> [Problem to solve]: Can you reproduce all the entries below, substituting "single point" for each occurrence of "single dot" and changing nothing else?

Coordinate annotation records
• • • • • • •

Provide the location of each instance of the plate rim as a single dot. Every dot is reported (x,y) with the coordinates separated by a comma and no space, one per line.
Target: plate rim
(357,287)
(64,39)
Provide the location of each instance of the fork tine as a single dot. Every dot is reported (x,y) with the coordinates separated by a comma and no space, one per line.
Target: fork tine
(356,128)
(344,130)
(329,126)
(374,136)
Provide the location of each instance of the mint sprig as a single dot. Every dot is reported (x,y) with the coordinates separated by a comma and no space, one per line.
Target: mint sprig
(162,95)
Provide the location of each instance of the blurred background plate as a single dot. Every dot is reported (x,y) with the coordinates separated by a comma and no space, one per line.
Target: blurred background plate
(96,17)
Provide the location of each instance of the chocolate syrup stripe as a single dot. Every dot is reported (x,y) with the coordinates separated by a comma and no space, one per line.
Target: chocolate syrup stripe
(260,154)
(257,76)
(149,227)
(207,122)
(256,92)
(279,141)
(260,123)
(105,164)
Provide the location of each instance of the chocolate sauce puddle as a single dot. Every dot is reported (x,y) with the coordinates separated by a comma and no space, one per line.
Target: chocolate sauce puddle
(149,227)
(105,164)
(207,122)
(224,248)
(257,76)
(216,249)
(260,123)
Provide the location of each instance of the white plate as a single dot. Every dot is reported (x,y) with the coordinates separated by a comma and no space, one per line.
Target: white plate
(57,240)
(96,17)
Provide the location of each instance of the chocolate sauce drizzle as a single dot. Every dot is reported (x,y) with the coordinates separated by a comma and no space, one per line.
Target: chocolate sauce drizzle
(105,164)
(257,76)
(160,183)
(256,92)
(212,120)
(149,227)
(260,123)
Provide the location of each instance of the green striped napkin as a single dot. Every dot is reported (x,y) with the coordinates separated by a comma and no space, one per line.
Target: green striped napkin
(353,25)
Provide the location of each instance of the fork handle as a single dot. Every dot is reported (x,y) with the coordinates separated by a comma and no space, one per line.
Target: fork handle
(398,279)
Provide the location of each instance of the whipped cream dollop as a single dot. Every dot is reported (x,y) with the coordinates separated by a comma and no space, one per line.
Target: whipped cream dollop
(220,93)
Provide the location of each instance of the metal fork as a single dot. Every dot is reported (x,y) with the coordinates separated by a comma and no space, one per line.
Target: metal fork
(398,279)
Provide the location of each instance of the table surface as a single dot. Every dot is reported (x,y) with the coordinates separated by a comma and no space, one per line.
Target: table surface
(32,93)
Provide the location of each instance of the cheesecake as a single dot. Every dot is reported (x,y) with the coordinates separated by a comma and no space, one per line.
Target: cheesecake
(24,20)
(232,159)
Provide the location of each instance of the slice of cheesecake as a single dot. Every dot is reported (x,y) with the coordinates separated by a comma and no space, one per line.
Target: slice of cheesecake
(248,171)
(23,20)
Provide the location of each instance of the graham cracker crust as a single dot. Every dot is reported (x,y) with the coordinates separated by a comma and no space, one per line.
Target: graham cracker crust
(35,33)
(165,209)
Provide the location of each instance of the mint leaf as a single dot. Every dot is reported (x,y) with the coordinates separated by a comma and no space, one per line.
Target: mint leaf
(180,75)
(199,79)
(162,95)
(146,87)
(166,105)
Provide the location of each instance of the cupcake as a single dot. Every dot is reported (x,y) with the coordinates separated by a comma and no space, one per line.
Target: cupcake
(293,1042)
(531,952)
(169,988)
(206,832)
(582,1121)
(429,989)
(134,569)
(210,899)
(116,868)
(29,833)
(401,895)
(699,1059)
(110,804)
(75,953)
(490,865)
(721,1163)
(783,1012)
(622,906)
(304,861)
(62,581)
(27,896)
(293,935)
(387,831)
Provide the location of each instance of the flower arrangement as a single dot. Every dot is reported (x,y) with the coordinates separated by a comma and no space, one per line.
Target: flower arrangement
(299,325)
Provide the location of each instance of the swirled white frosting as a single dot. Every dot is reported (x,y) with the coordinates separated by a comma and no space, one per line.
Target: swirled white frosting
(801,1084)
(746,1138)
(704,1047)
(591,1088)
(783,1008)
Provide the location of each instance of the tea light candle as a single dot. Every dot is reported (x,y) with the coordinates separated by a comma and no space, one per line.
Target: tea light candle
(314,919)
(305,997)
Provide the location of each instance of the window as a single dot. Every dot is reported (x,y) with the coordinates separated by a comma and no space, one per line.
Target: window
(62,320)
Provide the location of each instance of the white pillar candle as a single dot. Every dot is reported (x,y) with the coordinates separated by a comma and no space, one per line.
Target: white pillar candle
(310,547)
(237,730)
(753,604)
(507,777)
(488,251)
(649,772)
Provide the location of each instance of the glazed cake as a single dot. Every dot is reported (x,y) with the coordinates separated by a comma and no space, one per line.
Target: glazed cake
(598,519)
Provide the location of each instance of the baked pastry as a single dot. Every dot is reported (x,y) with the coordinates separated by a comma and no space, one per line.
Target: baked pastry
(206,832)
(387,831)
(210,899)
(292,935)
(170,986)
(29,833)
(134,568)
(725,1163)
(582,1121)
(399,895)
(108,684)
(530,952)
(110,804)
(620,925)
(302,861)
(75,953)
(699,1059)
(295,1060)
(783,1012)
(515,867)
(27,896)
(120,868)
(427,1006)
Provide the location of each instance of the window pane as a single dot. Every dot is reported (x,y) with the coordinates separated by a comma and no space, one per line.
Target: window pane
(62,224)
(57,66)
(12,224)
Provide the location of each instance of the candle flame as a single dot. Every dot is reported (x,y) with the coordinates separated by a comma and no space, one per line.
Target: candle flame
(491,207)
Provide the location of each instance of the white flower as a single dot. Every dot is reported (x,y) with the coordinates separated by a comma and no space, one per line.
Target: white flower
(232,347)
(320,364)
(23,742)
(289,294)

• • • • • • •

> [Response]:
Provide the location of each instance of the plate rim as a single point. Every dot is reported (x,y) with the coordinates separated by a comma and no space, one per line.
Target: plate rim
(357,287)
(64,39)
Provide the location of each instance of the fork tine as a single point. Every dot is reported (x,y) with the coordinates separated by a comma and no space, one per line.
Target: fork tine
(356,128)
(344,130)
(329,126)
(374,136)
Provide the location of each instance of the mint sprig as a single point. Every dot is reported (x,y) with the coordinates separated by a comma and no space, one per line.
Target: mint sprig
(162,95)
Provide the location of each instance of the blurred background plate as a single point. Every dot is reported (x,y) with the coordinates separated by a comma and no space, one per line.
Target: blurred background plate
(96,17)
Provide the location of each instance of the chocolate syrup stripe as a single point. Every dot is reported (x,y) with the coordinates separated by a comma and no space, one per line.
Target: chocolate syrup stripe
(260,154)
(257,76)
(149,227)
(207,122)
(256,92)
(279,141)
(260,123)
(105,164)
Provide the location of each instance of the chocolate sauce puddle as a single point. Every dot is reported (x,y) with the coordinates separated by a comma and no space, one per line.
Target: chocolate sauce puddle
(149,227)
(105,164)
(207,122)
(224,248)
(257,76)
(216,249)
(260,123)
Provide the location of each instance of the white plate as a single point. Every dot is reported (x,y) with the coordinates separated by a comma and no space, one per line.
Target: white plate
(57,240)
(96,17)
Provide the location of each instance of the chocolate sauce drizzle as a single point. Every dot is reported (x,y) with the coordinates separated by a comma and no space, one per line.
Target: chocolate sauce drizzle
(105,164)
(257,76)
(160,183)
(256,92)
(212,120)
(149,227)
(260,123)
Provide the location of each instance of the green striped napkin as a single point. Every dot is reported (x,y) with the coordinates separated by a comma and no space, one per line.
Target: green striped napkin
(353,25)
Provide the location of each instance of the fork handle as a single point. Every dot is reported (x,y) with the coordinates separated by a comma and no space, one per line.
Target: fork handle
(398,279)
Provide the location of each instance of the whipped cream dollop as a single point. Every dot is reported (x,y) with the coordinates separated by a comma and no space, one per line.
Target: whipped cream dollop
(220,93)
Provide the location of each instance of the metal fork as a single point. Every dot is reported (x,y) with the coordinates separated by a comma and no space, one per line.
Target: metal fork
(398,279)
Provide the location of each instance of the table surface as a single point. Every dot is reported (x,y) with the coordinates separated by a comma and no space, one per line.
Target: table surface
(32,93)
Provide the location of each instance of the cheesecake as a single point. Every dot is reported (x,y) with the coordinates separated by a comma and no space, one per line.
Target: cheesecake
(24,20)
(232,159)
Provide the location of each instance of the slice of cheesecake as a single point. Every dot is reported (x,y) with the coordinates separated by a comma and no space, one per line.
Target: slice of cheesecake
(248,171)
(23,20)
Provide the location of each instance of the graham cracker crust as a single point. Every dot is reported (x,y) with the coordinates separated by a comma and no space, one per line.
Target: graham cracker crust
(35,33)
(165,209)
Provide the location of each instance of the mint leaf as a single point. Every dot is reported (x,y) with the coordinates separated by a comma and no space, one per line.
Target: mint leaf
(180,75)
(199,79)
(162,95)
(146,87)
(166,105)
Provide the location of each instance of the cupcake as a single point. Every dot is reported (x,y) with the coordinates separated by a comma and no space, one per line.
Target: cupcake
(293,1042)
(531,952)
(169,988)
(206,832)
(582,1121)
(429,989)
(134,569)
(210,899)
(116,868)
(29,833)
(401,895)
(699,1059)
(110,804)
(75,953)
(490,865)
(721,1163)
(783,1012)
(622,906)
(304,861)
(62,581)
(27,896)
(293,935)
(387,831)
Provide the location of each instance of the flower arrangement as a single point. Every dot is reported (x,y) with the coordinates separated by a comma and no space, one per line.
Target: flower arrangement
(299,325)
Provide the location of each instance of the swirled white frosting as a single point. Every dot is reported (x,y) with the coordinates separated by a comma and no space, one per line.
Target: swirled white frosting
(801,1084)
(746,1138)
(704,1047)
(591,1088)
(783,1008)
Provide the location of each instance of the tea light candle as a single point. Every dot is reported (x,y) with the coordinates separated by a comma and no space, one per line.
Target: tea light candle
(314,919)
(305,997)
Provide the location of each instance of the window as a single point. Every dot is reported (x,y) with the coordinates separated by a comma and no space, one per line.
Target: window
(62,320)
Provide the location of each instance of the white pillar candle as a single point. Every dot is reported (x,y) with the coordinates separated by a comma and no space, one per line.
Target: white pillar candle
(310,547)
(237,730)
(753,604)
(507,777)
(488,251)
(649,772)
Provide the location of each instance of the glazed cake as a single point. Every dot is reported (x,y) with the coordinates separated by a comma and no space, one per line.
Target: glazed cake
(598,519)
Provide the location of each instance of the baked pastry as a single point. Every dot is reported (x,y) with the coordinates separated by a comma and no space, one per line.
Target: baked pastry
(206,832)
(387,831)
(210,899)
(292,935)
(170,986)
(29,833)
(134,568)
(725,1163)
(582,1121)
(399,895)
(108,684)
(530,952)
(110,804)
(620,925)
(302,861)
(75,953)
(699,1059)
(295,1060)
(783,1012)
(515,867)
(27,896)
(120,868)
(427,1006)
Provide the location of each instance of the window pane as a single point. Every dot is reported (x,y) with the coordinates separated by a comma and no space, one per line.
Target: window pane
(62,224)
(57,66)
(12,224)
Provide the location of each instance of the candle flame as a single point. Every dot is reported (x,y) with the coordinates separated by a comma and no space, one per line.
Target: candle flame
(491,207)
Provide the location of each instance of the white flower as a single point. Every dot is reported (x,y) with the coordinates separated by a comma and no space, one per line.
Target: white flower
(232,347)
(320,364)
(23,742)
(289,294)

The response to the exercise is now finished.